→ Work instructions:
Copy the data starting at the line that contains "In this exercise you will locate the man's" and ending at the line that contains "point(514, 634)", swapping "blue jeans" for "denim pants" and leaving everything else unchanged.

→ Provided data:
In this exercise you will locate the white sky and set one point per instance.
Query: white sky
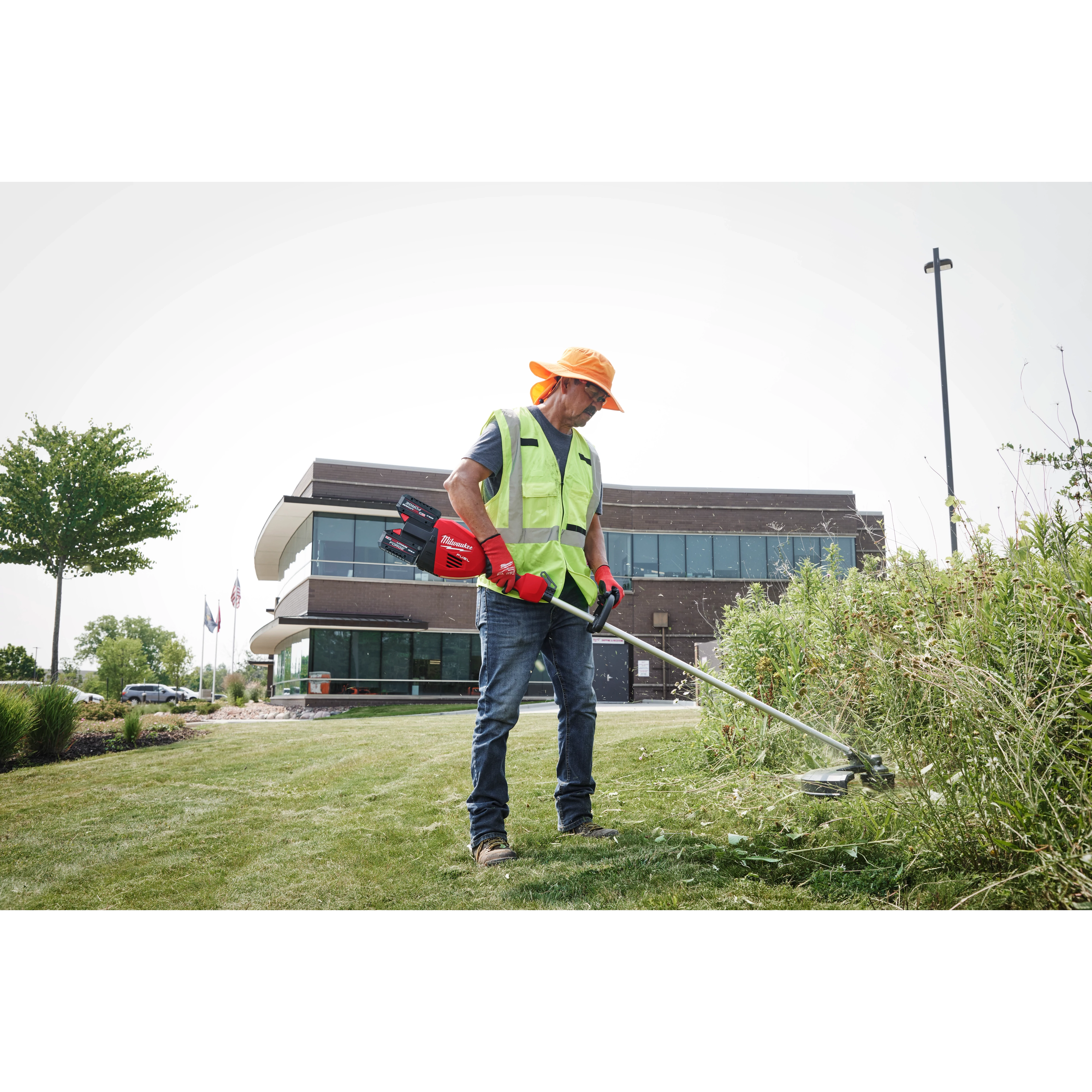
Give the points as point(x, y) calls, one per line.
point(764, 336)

---

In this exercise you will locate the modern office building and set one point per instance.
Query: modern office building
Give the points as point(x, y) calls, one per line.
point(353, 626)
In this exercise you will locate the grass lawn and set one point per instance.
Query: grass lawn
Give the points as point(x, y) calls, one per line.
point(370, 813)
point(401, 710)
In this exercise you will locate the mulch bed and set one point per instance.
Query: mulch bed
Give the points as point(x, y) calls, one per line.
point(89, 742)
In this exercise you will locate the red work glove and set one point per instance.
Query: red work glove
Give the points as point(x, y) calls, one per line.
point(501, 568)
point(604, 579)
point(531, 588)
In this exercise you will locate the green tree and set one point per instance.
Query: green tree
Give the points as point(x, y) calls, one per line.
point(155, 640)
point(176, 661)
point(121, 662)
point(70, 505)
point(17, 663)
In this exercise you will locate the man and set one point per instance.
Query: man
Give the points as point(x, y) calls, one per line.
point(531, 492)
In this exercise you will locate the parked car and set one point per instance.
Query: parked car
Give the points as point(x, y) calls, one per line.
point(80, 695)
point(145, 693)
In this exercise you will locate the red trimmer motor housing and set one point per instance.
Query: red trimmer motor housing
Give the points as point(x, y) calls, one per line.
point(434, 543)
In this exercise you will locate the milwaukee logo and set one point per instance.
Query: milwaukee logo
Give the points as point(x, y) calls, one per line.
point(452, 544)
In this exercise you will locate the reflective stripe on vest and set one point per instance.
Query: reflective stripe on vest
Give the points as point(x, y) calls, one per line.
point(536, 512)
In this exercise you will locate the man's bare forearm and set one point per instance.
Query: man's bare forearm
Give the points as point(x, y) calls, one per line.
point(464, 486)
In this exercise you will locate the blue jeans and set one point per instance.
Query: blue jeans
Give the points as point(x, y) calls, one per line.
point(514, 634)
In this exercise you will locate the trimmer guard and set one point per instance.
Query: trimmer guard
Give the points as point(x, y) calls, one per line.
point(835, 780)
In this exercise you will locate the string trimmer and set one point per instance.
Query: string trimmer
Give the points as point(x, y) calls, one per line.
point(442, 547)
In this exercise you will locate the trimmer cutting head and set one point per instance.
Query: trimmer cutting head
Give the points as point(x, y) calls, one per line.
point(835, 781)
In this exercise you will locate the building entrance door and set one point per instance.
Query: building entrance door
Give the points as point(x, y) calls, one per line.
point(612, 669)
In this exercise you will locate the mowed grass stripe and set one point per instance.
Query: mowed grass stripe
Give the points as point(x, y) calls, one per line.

* * *

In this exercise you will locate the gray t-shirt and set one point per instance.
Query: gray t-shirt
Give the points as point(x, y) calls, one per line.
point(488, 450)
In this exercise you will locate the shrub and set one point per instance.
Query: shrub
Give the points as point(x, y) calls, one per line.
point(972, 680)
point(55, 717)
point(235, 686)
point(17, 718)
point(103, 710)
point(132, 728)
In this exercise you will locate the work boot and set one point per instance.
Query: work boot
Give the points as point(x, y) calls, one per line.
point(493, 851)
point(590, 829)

→ Result below:
In this exercise you will locate the man's bare forearm and set one point per instance.
Query: man's bare forearm
Give the points as point(x, y) calls, one per line.
point(464, 486)
In this exercise you will locate the denim pants and set one point per instance.
Query: denim pants
Give the points as point(x, y) calls, one per line.
point(514, 634)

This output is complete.